Uncover a visitor's entire navigation path in Google Analytics

If you've just launched your website I highly encourage you to set this up. You'll reap immediate benefits. This is also useful for advanced users who want to tie together hit level data differently than whats given in Google Analytics.

Which pages are the visitors visiting? And in what order?

A common frustration with Google Analytics is its inability to show the entire path of individual visitors. Some of the other analytics tools, however, have that advantage. They show exactly what time a user landed on a page, which pages they visited in what order, and where they exited at what time. And yet, the tools providing this level of detail aren’t as popular as Google Analytics. Take a look at the navigation path report from one such tool.  (If you are interested in free analytics tools that provide this information, ask me in the comments).

You might argue that thats too much information we’re never gonna use and we’ll come to that in a minute. But personally, I find this information extremely useful. I can know the exact path a user took to navigate my website which pages did he/she return to, how long they spent time on each page, and which page led to the exit or conversion or whatever. All of that, kind of like I am watching over the user’s shoulder. This is grand. It provides me with the knowledge and resource to dig deeper and start improving the pages. 

Coming back to the argument, I agree that these tools are good as long as you have few visitors and a lot of time. I’d recommend this if you have just launched your website and every visitor is a rich source of first-hand information providing you insights that you wouldn’t otherwise know. However, as your visitors start to grow in numbers you will soon reach your limit on individual analysis and would rather want an aggregate analysis. That’s where Google Analytics shines. Now GA offers navigation reports too but sometimes they may seem a bit vague or just hidden too deep to notice.

For example the behavior flow report. Information in this report is golden because you can see how your traffic flows through various pages on the website. It helps you spot engagement and/or potential content issues.

But time and again, we do want individual user journeys mapped out despite having a huge amount of traffic. Mapping individual users have a ton of advantages particularly when you want to tie the hits together differently in your own backend and not rely on the aggregation offered by GA.

Enter Client ID

In Google Analytics 101, you may have already studied what a client ID is. But if not, a client ID is a unique numeric ID that is placed by Google Analytics in a user’s browser via a cookie to recognize the user for repeat visits and all the interactions they have with your website. Basically, a user is identified through Client ID. 

Now, if you knew what client ID is, chances are that you have already set up a custom dimension to pull client ID into your reports. If you haven’t yet, you aren’t fully utilizing the resources at your disposal. If you want to get an individual user nav path from GA, you will have to segregate the aggregation. And Client ID unlocks that for you. When you pull Client ID in your GA reports, every hit that’s sent to the account will also send the Client ID along. Once you have all the hits from all the users, you are able to easily associate every hit ot a Client ID, or in other words to an individual. 

Note that you may have to change your terms of use, cookie policy and privacy policy when you do this. Check with your legal team on that or else the GDPR watchdog might come knocking on your door.

* _WORK TO DO_
A. Can you add 28 to every coordinate in the listing's answers and give back only the lines from the one with "Please identify the distant" up to and including the last line of the listing, requests included?
B. Can you carry on the article about tracing a visitor's navigation path in Google Analytics from its final sentence?
The article and the listing after it come from unrelated sources.

* _DATA SECTION_
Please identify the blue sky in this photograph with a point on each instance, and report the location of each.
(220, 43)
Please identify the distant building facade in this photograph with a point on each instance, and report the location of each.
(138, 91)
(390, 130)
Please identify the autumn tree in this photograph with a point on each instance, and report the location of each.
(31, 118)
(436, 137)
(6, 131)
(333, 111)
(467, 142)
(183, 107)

* _ANSWERS FOR THE EXERCISE_
A.
Please identify the distant building facade in this photograph with a point on each instance, and report the location of each.
(166, 119)
(418, 158)
Please identify the autumn tree in this photograph with a point on each instance, and report the location of each.
(59, 146)
(464, 165)
(34, 159)
(361, 139)
(495, 170)
(211, 135)

B.
User Navigation Path – The one dimension we’ve ignored

Once you start capturing Client ID, we are going to utilize the “Previous Page Path” dimension which otherwise also gets aggregated.

So if I go to Site Content > All Pages report and add Prev Page path as a secondary dimension, I then get a beautiful report that tells me the page users have visited before any page. Some of the data (pages) will pertain to the entry so no previous page paths will be recorded.

With Client ID, you can build a custom report with the following dimensions:

And there you have it. One of the pages for each client ID will be an (entrance) page. And now all you have to do is tie the entire journey with the prev page path. It is more or less like connecting the dots in a zig-zag fashion. This might still be a bit tedious to join all the pages with their previous page paths because they might be sorted alphabetically. You will be able to stack rows with similar Client IDs together by sorting the table with Client ID but you would still have to individually tie the pages to figure out the path taken by the user.

Unless you are able to write a script and run it in your custom dashboard or write a Google sheets script or write a macro in Excel, this might just shatter your soul. 

Save your soul with another custom dimension

To make it easier, we will add another custom dimension called Hit Timestamp. By setting this up, you will also pull the time when a hit is sent to GA. You might ask – dont we have that information in GA? The answer is yes and no 🙂 (I normally hate that answer but really sometimes that is the answer). 

GA records the time of every hit but only accurate to the level of hour of the day. So you will know at what hour of the day a hit was sent but you will not know the exact time. Since within an hour a visitor may send multiple hits, we cannot sort user hits in their real order. And so our problem remains unsolved. Hit Timestamp can be made specific uptp milliseconds and therefore when you add another column to your custom report above

You can now sort the table first by Client ID and then by Hit Timestamp and there you will have the path of each user step by step with time.

Final notes of encouragement

If you’re thinking “oh that’s just too much customization” for a simple thing, I’d like you to think of all the benefits you’ll gain by adding Client ID and Hit Timestamp as custom dimensions. In fact, I would encourage you to add a session ID too. If you want to add all these dimensions and I highly highly encourage you to do so, there is a great article by Simo Ahava on how to set these up….. plus there is one more 🙂

We’ll help you set it up —

Need help setting up user navigation path in your Google Analytics account including Client ID, Hit Timestamp, User ID and/or Session ID ?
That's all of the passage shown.